HOW TO COMPLETE THIS TASK.
Please repeat the data below exactly, with the pictures removed.

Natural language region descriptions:
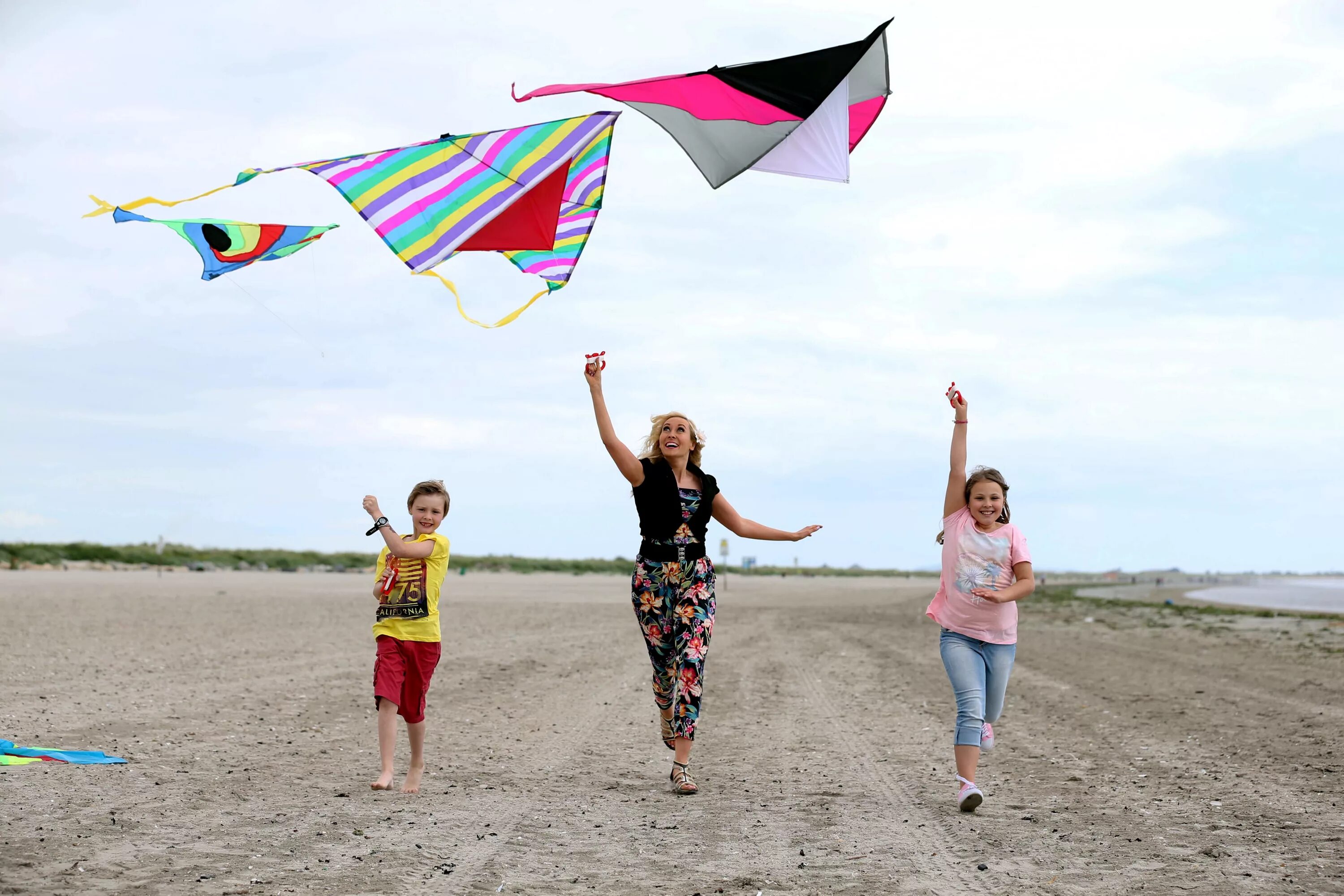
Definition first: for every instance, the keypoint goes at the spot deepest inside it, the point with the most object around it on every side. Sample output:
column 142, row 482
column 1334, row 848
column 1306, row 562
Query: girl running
column 674, row 579
column 986, row 571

FINAL ANSWER.
Definition first: for every instance, the keypoint goes at the spot deepest inside it, the point with the most object around it on every side. Sample output:
column 142, row 482
column 1334, row 848
column 1306, row 562
Query: girl running
column 674, row 579
column 986, row 571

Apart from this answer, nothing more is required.